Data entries
- - -
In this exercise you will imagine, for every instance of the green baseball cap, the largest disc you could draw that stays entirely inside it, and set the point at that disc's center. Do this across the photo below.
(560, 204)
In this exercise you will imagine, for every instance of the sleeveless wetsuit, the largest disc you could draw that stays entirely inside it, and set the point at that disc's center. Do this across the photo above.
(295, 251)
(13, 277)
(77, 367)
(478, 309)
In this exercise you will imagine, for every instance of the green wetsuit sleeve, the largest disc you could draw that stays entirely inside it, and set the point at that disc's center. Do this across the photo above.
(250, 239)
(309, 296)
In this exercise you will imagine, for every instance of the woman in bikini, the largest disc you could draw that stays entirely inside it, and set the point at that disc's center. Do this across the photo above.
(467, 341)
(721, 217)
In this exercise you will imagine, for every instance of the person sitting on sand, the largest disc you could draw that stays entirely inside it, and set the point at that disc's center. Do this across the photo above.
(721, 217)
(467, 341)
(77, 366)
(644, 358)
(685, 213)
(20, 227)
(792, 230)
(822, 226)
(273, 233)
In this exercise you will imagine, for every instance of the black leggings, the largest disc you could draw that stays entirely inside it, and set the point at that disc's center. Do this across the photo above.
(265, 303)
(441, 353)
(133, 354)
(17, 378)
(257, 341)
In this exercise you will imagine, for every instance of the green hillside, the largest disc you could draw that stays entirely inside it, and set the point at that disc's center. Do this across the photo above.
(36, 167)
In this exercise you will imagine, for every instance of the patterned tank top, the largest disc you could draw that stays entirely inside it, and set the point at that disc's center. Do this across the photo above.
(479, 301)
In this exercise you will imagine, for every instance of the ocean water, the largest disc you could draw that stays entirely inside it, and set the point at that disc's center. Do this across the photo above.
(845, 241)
- - -
WRITTEN EXERCISE: Rewrite every line of the listing above as a JSON list of strings, one string per line, leaving out blank lines.

SOLUTION TO THIS EXERCISE:
[
  "In this exercise you will imagine, for every instance of the green baseball cap, the largest disc you could draw that stays entirely inside it, and set the point at that disc's center. Do this across the photo below.",
  "(560, 204)",
  "In this exercise you will imagine, for every instance of the sleeveless wetsuit, the largest disc you could draw that stays entirely inside it, and set the point at that disc's center. Do this across the photo above.",
  "(295, 251)",
  "(13, 277)",
  "(77, 367)",
  "(478, 309)",
  "In this exercise you will imagine, for every instance of the green wetsuit sleeve, the largest disc you could draw that stays entirely inside it, and set the point at that disc's center. Do this across the photo above.",
  "(250, 239)",
  "(309, 296)",
  "In this exercise you will imagine, for every instance of the woman in bikini, the largest disc you could draw that stays entirely inside it, and set the point at that disc's center. Do this across the photo above.",
  "(467, 341)",
  "(721, 217)",
  "In this exercise you will imagine, for every instance of the person sitting on sand, the largest disc you could draw that stays entirely inside it, and set the point at that disc's center. Do this across the photo above.",
  "(721, 217)",
  "(467, 341)",
  "(77, 366)",
  "(644, 358)",
  "(685, 213)",
  "(20, 227)",
  "(792, 230)",
  "(822, 226)",
  "(273, 233)",
  "In this exercise you will imagine, for every instance of the black leggings, the largest disc you could draw that stays entirely inside it, and set the point at that disc's center. Do this across the photo above.",
  "(265, 303)",
  "(441, 353)",
  "(133, 354)",
  "(17, 378)",
  "(257, 341)",
  "In this exercise you will imagine, for every instance of the green hillside, the largest disc you could draw that stays entirely inside it, and set the point at that disc's center. Do this across the photo above.",
  "(36, 167)",
  "In this exercise you will imagine, for every instance of the patterned tank top, the largest disc you could draw that stays entirely inside it, and set the point at that disc's center. Do this across the photo above.",
  "(479, 301)",
  "In this exercise you will imagine, for every instance of the ocean water, the largest disc you could draw that stays entirely inside it, and set the point at that disc's center. Do this across the photo above.",
  "(845, 241)"
]